Reproduce the material word for word; the images stay out.

-- start --

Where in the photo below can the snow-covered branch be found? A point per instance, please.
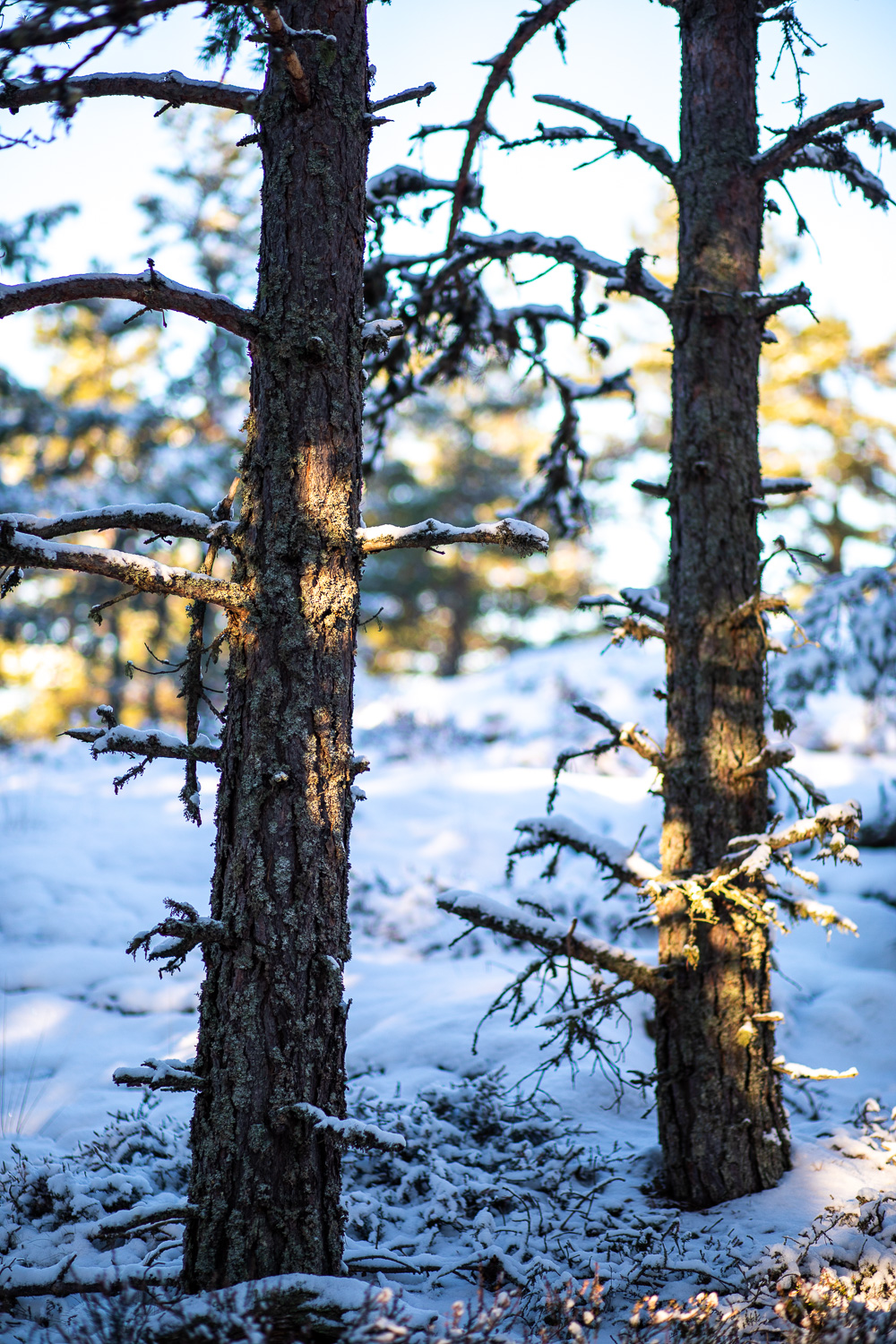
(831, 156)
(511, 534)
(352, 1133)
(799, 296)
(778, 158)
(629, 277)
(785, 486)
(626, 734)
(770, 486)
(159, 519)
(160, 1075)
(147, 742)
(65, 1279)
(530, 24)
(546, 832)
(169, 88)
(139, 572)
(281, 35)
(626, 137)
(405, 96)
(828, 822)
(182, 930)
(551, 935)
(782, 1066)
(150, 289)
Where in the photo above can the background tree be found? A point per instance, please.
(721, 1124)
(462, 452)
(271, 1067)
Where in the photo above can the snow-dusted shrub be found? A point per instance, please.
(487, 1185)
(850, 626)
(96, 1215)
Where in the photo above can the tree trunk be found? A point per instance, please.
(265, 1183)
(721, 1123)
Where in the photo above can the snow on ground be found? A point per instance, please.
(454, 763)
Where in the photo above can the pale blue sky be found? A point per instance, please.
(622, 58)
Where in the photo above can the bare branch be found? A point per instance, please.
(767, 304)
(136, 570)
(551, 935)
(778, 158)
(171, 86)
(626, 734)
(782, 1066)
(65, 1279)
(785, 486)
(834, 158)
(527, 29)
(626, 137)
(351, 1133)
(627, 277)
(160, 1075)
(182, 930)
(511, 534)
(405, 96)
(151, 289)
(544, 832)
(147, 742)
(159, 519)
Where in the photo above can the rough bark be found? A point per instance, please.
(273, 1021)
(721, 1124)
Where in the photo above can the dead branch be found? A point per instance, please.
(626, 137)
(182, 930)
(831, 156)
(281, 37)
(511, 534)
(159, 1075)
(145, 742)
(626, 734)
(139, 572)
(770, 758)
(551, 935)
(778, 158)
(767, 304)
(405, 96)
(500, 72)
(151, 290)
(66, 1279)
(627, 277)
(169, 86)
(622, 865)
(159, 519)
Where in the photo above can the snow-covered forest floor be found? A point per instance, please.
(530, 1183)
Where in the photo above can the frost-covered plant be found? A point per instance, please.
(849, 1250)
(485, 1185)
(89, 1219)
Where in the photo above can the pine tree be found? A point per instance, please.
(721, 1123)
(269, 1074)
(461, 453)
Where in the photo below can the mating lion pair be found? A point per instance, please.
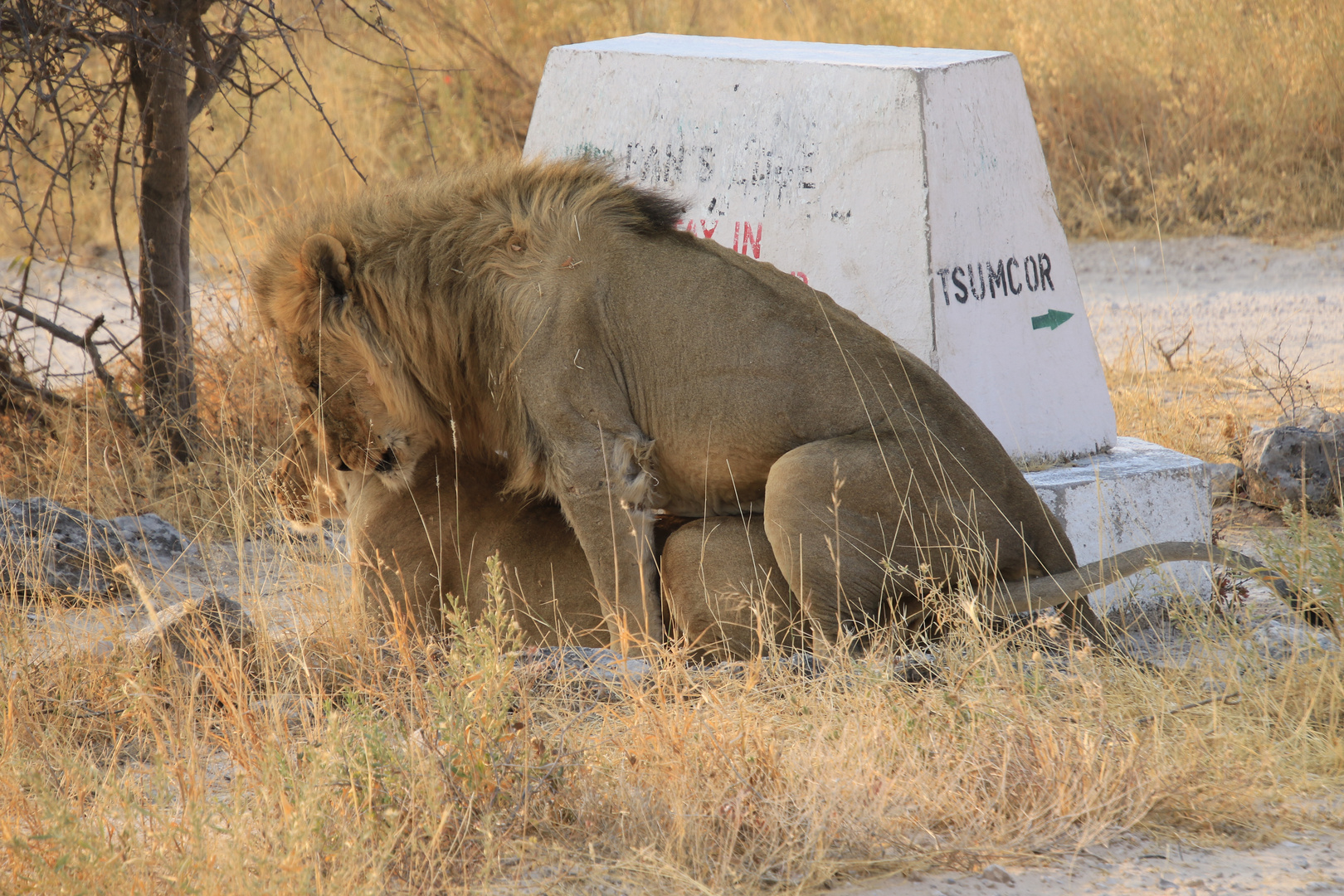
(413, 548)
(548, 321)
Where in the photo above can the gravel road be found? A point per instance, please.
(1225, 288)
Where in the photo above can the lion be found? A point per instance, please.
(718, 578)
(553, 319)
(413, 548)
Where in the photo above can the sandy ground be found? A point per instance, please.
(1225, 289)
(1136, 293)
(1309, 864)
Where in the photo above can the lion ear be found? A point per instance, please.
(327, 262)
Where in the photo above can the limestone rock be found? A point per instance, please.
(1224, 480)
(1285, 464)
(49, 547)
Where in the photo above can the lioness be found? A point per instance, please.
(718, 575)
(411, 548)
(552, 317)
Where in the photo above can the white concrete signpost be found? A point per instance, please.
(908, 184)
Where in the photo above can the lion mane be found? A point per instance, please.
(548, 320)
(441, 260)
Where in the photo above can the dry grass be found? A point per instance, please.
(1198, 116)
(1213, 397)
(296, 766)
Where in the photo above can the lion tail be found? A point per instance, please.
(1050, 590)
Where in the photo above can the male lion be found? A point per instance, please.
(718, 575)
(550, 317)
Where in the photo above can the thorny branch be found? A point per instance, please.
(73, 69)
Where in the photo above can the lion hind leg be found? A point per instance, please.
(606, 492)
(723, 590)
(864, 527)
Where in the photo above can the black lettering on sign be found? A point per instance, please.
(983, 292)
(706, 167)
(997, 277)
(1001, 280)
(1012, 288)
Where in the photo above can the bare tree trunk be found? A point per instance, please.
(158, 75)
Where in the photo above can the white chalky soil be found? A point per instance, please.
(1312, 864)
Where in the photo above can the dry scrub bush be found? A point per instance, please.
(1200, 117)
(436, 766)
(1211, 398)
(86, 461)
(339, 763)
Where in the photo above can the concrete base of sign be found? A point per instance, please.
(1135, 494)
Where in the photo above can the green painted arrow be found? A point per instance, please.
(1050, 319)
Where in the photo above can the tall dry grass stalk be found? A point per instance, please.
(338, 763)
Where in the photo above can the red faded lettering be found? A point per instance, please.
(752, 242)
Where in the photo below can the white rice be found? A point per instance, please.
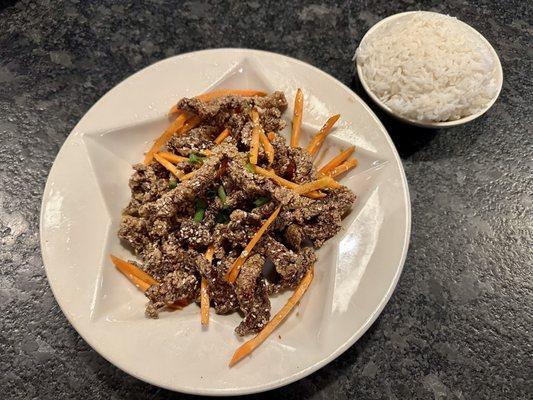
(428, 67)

-- end --

- _WRITTEN RESPONSE_:
Where in the photo below can the snow-covered branch be found? A point per instance, please.
(831, 156)
(511, 534)
(352, 1133)
(799, 296)
(778, 158)
(629, 277)
(785, 486)
(626, 734)
(770, 486)
(159, 519)
(160, 1075)
(147, 742)
(65, 1279)
(530, 24)
(546, 832)
(169, 88)
(139, 572)
(281, 35)
(626, 137)
(405, 96)
(828, 822)
(182, 930)
(551, 935)
(782, 1066)
(150, 289)
Where in the photo above can the background tree be found? A point per instance, please.
(721, 1124)
(462, 452)
(271, 1067)
Where in the photo above can the snow-dusted shrub be found? A point per instance, please.
(487, 1185)
(850, 626)
(96, 1215)
Where in the photo above can the tree trunk be found? A point per instance, please.
(265, 1183)
(721, 1123)
Where in the photo above can the snow on ground be found? A point per instance, please.
(454, 763)
Where in the photo above can the pale blue sky be found? A point per instance, please.
(622, 58)
Where in the photo above can the bare branch be found? A point per instance, please.
(767, 304)
(136, 570)
(551, 935)
(778, 158)
(171, 86)
(626, 734)
(782, 1066)
(65, 1279)
(785, 486)
(834, 158)
(527, 29)
(626, 137)
(351, 1133)
(627, 277)
(160, 1075)
(182, 930)
(511, 534)
(405, 96)
(151, 289)
(544, 832)
(147, 742)
(159, 519)
Where in the photo above can the rough bark be found? A point per instance, please.
(273, 1021)
(721, 1124)
Where in the photo above can the dead branch be found? A point per instance, please.
(626, 137)
(182, 930)
(831, 156)
(281, 37)
(511, 534)
(159, 1075)
(145, 742)
(626, 734)
(139, 572)
(770, 758)
(551, 935)
(778, 158)
(767, 304)
(405, 96)
(500, 72)
(151, 290)
(66, 1279)
(627, 277)
(169, 86)
(622, 865)
(159, 519)
Where in the photo above can the snow-covered forest floor be found? A point per instance, please.
(530, 1183)
Where in the photo above can the frost-covered plant be found? A point per instance, please.
(849, 1250)
(485, 1185)
(89, 1219)
Where in the photo above can the pine tree be found? A point per instance, please.
(721, 1123)
(269, 1074)
(461, 453)
Where in the photo below can the mating lion pair be found? A point per instance, please.
(413, 548)
(548, 321)
Where in the photo above can the gravel road be found? A point per instance, please.
(1225, 288)
Where in the photo above can the lion be found? A point per instance, please.
(718, 578)
(553, 319)
(413, 548)
Where in the photo above can the sandy ground be found? A point per instance, please.
(1225, 289)
(1136, 293)
(1309, 864)
Where in the photo above can the lion ear be found? A point per instance, please.
(327, 262)
Where in the photo above can the limestone rock be found? A point per instance, please.
(1224, 480)
(1285, 464)
(49, 547)
Where in the photo above can the lioness be found? A point per instance, please.
(718, 575)
(411, 548)
(552, 317)
Where in the photo above can the white concrete signpost be found? A point per instance, please.
(908, 184)
Where in the photo above can the lion mane be found? A point per instance, please.
(548, 320)
(441, 260)
Where in the photo above can the dry grass be found? A point per instance, please.
(1198, 116)
(1213, 397)
(296, 766)
Where in the photo above can the lion tail be found? A point per instance, please.
(1050, 590)
Where in the photo above can the male lion be found? A point per instance, please.
(718, 575)
(550, 317)
Where in the photo above can the thorny branch be found? A point per instance, please.
(73, 69)
Where in the photo above can the lion hind leg be found? A point per instance, please.
(606, 492)
(723, 590)
(864, 527)
Where in the photo above can the black lettering on sign be found? A point per instance, please.
(983, 292)
(706, 167)
(997, 277)
(1001, 280)
(1012, 288)
Where in the photo above can the bare tree trunk be found? A point per instance, please.
(158, 75)
Where in the photo above can the white chalky soil be found? A point per instance, please.
(1312, 864)
Where in the photo above can the dry scrub bush be found? A point per instance, please.
(1200, 117)
(436, 766)
(1211, 398)
(86, 461)
(339, 763)
Where in the photo above can the concrete base of sign be found? A point per instance, please.
(1135, 494)
Where in the photo above can the green painted arrow be found? A point per instance, please.
(1050, 319)
Where in the photo above can the tall dry grass stalk be found? A point per instance, please.
(338, 763)
Where in the photo above can the red faded lettering be found? A point per instance, please.
(752, 242)
Where in the photo below can the white rice be found? A point per instance, please.
(428, 67)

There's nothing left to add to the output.